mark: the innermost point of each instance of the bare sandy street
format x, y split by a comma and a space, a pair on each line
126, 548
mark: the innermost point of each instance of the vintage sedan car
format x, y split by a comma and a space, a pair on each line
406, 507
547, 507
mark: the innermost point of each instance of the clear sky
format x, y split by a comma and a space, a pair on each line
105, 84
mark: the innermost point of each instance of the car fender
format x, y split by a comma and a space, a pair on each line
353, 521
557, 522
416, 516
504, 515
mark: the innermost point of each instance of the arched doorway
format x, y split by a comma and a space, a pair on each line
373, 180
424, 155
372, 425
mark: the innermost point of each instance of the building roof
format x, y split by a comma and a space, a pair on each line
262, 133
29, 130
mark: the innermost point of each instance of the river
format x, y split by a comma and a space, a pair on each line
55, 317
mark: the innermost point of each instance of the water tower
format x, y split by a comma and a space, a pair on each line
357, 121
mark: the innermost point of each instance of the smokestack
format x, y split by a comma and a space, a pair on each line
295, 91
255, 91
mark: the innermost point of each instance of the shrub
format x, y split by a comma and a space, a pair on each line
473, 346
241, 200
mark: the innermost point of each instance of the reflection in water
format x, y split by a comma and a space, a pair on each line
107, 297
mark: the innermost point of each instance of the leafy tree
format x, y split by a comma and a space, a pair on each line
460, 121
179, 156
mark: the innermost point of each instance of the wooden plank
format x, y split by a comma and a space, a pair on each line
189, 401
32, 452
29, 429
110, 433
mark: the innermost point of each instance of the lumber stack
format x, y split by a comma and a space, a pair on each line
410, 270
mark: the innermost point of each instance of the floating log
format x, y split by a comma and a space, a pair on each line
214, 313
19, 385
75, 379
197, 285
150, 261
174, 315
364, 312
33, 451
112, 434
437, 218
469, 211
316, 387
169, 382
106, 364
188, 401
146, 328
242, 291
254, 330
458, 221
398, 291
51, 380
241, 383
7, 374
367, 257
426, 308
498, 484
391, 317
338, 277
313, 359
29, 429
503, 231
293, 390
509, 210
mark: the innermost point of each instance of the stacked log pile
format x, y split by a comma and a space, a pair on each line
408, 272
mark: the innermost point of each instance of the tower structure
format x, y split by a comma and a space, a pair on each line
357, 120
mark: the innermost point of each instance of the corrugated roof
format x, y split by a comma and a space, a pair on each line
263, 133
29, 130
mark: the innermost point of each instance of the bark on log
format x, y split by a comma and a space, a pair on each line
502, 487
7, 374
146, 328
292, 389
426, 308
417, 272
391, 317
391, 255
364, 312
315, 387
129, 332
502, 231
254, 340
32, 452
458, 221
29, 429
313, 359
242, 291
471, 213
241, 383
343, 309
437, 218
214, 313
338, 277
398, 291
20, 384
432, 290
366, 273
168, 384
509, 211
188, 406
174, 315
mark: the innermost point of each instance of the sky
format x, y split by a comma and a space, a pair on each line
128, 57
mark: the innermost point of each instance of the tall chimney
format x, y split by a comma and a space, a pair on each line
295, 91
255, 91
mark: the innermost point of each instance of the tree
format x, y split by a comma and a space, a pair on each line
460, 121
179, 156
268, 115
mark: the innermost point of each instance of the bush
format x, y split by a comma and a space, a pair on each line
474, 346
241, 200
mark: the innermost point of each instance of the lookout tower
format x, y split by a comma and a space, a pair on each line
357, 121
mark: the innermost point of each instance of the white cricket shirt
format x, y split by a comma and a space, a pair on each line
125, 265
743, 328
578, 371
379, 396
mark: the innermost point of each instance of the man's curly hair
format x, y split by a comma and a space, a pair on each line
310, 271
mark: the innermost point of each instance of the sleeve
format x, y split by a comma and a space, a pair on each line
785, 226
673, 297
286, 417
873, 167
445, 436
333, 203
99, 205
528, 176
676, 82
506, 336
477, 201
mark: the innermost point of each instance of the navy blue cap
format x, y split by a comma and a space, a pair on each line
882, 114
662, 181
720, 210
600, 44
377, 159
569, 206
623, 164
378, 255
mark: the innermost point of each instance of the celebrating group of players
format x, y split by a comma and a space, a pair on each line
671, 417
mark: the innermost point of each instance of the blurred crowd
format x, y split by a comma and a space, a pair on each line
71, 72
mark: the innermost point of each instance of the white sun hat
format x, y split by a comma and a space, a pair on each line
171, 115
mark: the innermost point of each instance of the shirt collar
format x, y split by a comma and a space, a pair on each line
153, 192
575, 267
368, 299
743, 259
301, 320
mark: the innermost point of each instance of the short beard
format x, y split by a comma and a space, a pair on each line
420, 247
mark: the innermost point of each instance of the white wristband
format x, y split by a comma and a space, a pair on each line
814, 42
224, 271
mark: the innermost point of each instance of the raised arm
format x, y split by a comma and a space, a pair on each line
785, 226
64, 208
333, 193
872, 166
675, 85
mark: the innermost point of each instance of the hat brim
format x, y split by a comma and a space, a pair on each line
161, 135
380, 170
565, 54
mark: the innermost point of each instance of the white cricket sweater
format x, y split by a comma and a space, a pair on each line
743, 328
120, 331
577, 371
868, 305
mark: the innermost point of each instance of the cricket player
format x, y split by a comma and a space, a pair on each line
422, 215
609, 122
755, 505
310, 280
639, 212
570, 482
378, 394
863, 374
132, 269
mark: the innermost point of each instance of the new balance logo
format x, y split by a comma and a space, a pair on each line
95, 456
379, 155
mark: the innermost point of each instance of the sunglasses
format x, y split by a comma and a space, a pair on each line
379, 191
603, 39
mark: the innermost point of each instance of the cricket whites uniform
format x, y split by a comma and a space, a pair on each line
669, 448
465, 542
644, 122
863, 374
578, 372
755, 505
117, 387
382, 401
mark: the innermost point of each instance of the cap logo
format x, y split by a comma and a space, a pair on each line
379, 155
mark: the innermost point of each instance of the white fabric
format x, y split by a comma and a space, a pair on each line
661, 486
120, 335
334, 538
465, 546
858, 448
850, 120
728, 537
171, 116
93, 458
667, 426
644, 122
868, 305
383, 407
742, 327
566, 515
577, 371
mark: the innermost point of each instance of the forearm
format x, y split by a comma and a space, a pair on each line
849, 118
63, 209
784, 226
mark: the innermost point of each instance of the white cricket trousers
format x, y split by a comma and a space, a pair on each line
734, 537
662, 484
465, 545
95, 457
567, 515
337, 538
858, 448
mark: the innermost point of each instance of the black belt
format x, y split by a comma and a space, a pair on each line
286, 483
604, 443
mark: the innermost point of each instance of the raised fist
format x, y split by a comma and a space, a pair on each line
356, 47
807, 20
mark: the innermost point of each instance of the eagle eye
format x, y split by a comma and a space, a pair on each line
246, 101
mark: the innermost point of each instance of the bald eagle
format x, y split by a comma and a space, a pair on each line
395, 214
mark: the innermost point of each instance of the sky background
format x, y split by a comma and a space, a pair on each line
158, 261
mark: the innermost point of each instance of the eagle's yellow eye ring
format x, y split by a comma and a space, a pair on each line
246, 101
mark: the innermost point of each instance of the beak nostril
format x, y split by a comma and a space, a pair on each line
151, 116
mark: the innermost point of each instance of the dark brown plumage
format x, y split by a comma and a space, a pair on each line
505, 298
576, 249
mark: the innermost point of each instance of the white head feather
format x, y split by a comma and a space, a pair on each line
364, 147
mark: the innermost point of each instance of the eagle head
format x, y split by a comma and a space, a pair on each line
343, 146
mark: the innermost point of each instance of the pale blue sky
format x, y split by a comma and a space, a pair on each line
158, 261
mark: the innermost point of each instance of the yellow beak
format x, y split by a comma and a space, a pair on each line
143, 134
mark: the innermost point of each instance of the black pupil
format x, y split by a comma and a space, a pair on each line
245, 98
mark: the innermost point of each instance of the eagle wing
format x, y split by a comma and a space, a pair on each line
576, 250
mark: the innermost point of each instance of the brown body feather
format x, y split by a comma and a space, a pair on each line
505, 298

• **Work to be completed**
Revise all the records above, changing every "split by" to "separated by" and leaving the rest of each line untouched.

• **Result below**
mark: the innermost point of each instance of the bare sandy street
format x, y separated by a comma and a space, a pair on each line
126, 548
mark: the innermost point of each instance of the vintage sedan car
format x, y separated by a comma and a space, a pair on each line
406, 507
547, 507
mark: the innermost point of each instance of the clear sky
format x, y separated by a comma and a space, a pair on each line
105, 84
mark: the innermost point of each instance of the car fender
format x, y separated by a comma and a space, a pair on each line
353, 521
557, 522
416, 516
504, 515
mark: the innermost point of each instance of the arched doorway
format x, y separated by a comma and a space, a pair on each line
373, 180
424, 155
372, 425
mark: the innermost point of each instance of the building roof
format x, y separated by a comma and a space, a pair on each line
262, 133
29, 130
mark: the innermost point of each instance of the river
format x, y separated by a comma and a space, a pair on each line
55, 317
mark: the innermost point of each instance of the water tower
format x, y separated by a comma and a space, a pair on each line
357, 121
mark: the innermost point of each instance of the smokestack
format x, y separated by a comma and a space, a pair on each line
295, 91
255, 91
mark: the innermost point of each instance of the shrub
format x, y separated by a comma and a space, a pair on each line
473, 346
241, 200
mark: the innermost point of each instance of the reflection in water
format x, y separated by a comma and a space, a pair on each line
107, 297
mark: the innermost point of each instance of the leafy tree
format x, y separated by a comma and a space, a pair on each line
460, 121
179, 156
mark: the innermost point of each instance of the wooden plank
format x, y separated by a comma and a space, a pair on each line
189, 401
32, 452
29, 429
110, 433
mark: the innermost point of each instance of the lumber stack
format x, y separated by a comma and a space, a pair on each line
410, 270
mark: the innermost point of each instance of the floating log
format x, y separated by a comma and a space, a pair on each line
214, 313
19, 385
75, 379
197, 285
150, 261
174, 315
364, 312
33, 451
112, 434
437, 218
469, 211
316, 387
169, 382
106, 364
188, 401
146, 328
242, 291
254, 330
458, 221
398, 291
51, 380
241, 383
7, 374
367, 257
426, 308
498, 484
391, 317
338, 277
313, 359
29, 429
503, 231
293, 390
509, 210
mark: the innermost point of each instance of the stacked log pile
format x, y separated by a comma and a space, a pair on each line
408, 272
mark: the innermost point of each instance of the tower structure
format x, y separated by a comma and a space, a pair on each line
357, 120
mark: the innermost point of each instance of the corrugated roof
format x, y separated by a comma and a space, a pair on each line
263, 133
29, 130
mark: the innermost point of each instance of the bark on log
format x, y separated by a comma and a space, a pair on each line
502, 487
7, 374
146, 328
292, 389
426, 308
417, 272
391, 317
391, 255
364, 312
315, 387
129, 332
502, 231
254, 340
32, 452
458, 221
29, 429
313, 359
242, 291
471, 213
241, 383
343, 309
437, 218
214, 313
338, 277
398, 291
20, 384
432, 290
366, 273
168, 384
509, 211
188, 406
174, 315
mark: the innermost point of each instance of the sky
format x, y separated by a comma and a space, a pair on each line
128, 57
mark: the innermost point of each instance of the tall chimney
format x, y separated by a comma and a space, a pair on each line
295, 91
255, 91
mark: the innermost point of each instance of the tree
format x, y separated by a comma and a space, a pair on each line
460, 121
179, 156
268, 115
mark: the innermost point of each instance of the bush
format x, y separated by a comma and a space, a pair on each line
474, 346
241, 200
mark: the innermost point of each instance of the lookout tower
format x, y separated by a comma and a space, a pair on each line
357, 121
mark: the innermost point of each instance of the white cricket shirt
format x, y separated by a comma and a space, a pair on each line
125, 265
743, 328
578, 371
379, 396
mark: the innermost point of each instance of the man's curly hair
format x, y separated by a comma and a space, a pair on each line
310, 271
mark: the innermost point of each instance of the sleeve
format x, y separated by a comma and a space, a pair on each line
785, 226
673, 297
286, 417
873, 167
445, 436
333, 203
99, 205
528, 176
676, 82
506, 336
477, 201
mark: the innermost point of each instance of the navy blue cap
format x, y separated by a comma and a space, a pair on each line
882, 114
662, 181
720, 210
600, 44
377, 159
569, 206
623, 164
378, 255
mark: the innermost point of each instance of the celebrating group of players
format x, y separated by a comma and a space, a pair on each line
671, 417
mark: the innermost point of each instance of the blurred crowd
format x, y separated by a comma and a space, a pair on each line
71, 72
mark: the innermost point of each instance of the white sun hat
format x, y separated by a comma and a space, a pair on each line
171, 115
mark: the innermost point of each instance of the shirt collar
format x, y separated by a comma and a space, a pair on each line
153, 192
575, 267
368, 299
743, 259
301, 320
mark: the innermost point of each instance of the short beard
format x, y separated by a comma and a space, a pair on each line
420, 247
mark: the innermost point of each instance of the white wristband
format x, y separated by a comma and a space, a pair on each line
814, 42
224, 271
mark: the innermost point of each instance of the raised arm
format x, y separated by a comma and a space, a pair on each line
785, 226
64, 208
333, 193
872, 166
675, 85
mark: the innermost point of each instance of the hat brim
format x, y separated by a comma and a space, a pair on each line
161, 135
380, 170
565, 54
mark: the innermost point of each instance of the white cricket sweater
format x, y separated by a comma and a space, a pair on each line
743, 328
120, 331
577, 371
868, 305
mark: the innermost point of each instance of the cricket player
format x, y separated by a comma and a space, a pair on each line
422, 215
609, 122
755, 505
310, 280
639, 212
570, 482
378, 394
863, 374
132, 269
mark: the innermost point of each instance of the new balance logo
format x, y separated by a comma and a space, a pair on each line
95, 456
379, 155
mark: the innermost point of each instance of the sunglasses
format x, y separated by a comma and a space, a pair on each line
379, 191
603, 39
mark: the innermost point of each instance of the cricket whites uniform
format x, y separated by a comma and a space, a pair on each line
669, 448
465, 542
644, 122
863, 374
578, 372
755, 505
117, 387
382, 401
mark: the innermost point of each instance of the cap logo
format x, y separated by a comma and a space, a pair on each line
379, 155
mark: the innermost point of each instance of the white fabric
format x, y separated by a comma and a space, a pair on each line
661, 486
120, 335
334, 538
465, 546
858, 448
850, 120
728, 537
171, 116
93, 458
667, 426
644, 122
868, 305
383, 407
742, 327
566, 515
577, 371
mark: the innermost point of each instance of the forearm
format x, y separated by a comma and a space, a pair on each line
849, 118
63, 209
784, 226
mark: the innermost point of each instance of the white cricket trousers
format x, y separated by a comma and a space, a pair on each line
734, 537
662, 484
465, 545
95, 457
567, 515
337, 538
858, 448
mark: the innermost point of each instance of the black belt
format x, y separated by a comma and a space, a pair on each line
286, 483
604, 443
mark: the innermost point of each instance of the raised fist
format x, y separated by a comma and a space, a pair on each line
356, 47
807, 20
mark: the innermost point of each instance of the eagle eye
format x, y separated by a comma and a space, a pair on each line
246, 101
mark: the innermost point of each instance of the bald eagle
format x, y separated by a comma and a space, a pair on each line
395, 214
mark: the innermost point of each instance of the sky background
format x, y separated by a comma and a space, a pair on each line
158, 261
mark: the innermost point of each instance of the eagle's yellow eye ring
format x, y separated by a comma and a space, a pair on each line
246, 101
mark: the innermost point of each instance of the beak nostril
format x, y separated by a comma and a space, a pair on each line
151, 116
mark: the innermost point of each instance of the dark brown plumage
format x, y separated by a comma and a space, a pair on each line
505, 298
576, 249
mark: the innermost point of each instance of the white head feather
format x, y separated by a comma and a space, a pair on each line
364, 147
mark: the innermost point of each instance of the eagle head
format x, y separated by a comma and a space, a pair on each line
343, 146
mark: the innermost point of each instance of the pale blue sky
format x, y separated by a comma and a space, a pair on each line
158, 261
mark: the innermost point of each instance of the yellow beak
format x, y separated by a comma and a space, a pair on each line
143, 134
mark: the innermost point of each instance of the black pupil
format x, y separated by a comma and a space, a pair on each line
245, 98
mark: the innermost point of each instance of the eagle wing
format x, y separated by a comma and a space, a pair on each line
576, 250
mark: the innermost point of each instance of the brown body feather
format x, y separated by a comma and a space, a pair on each line
505, 298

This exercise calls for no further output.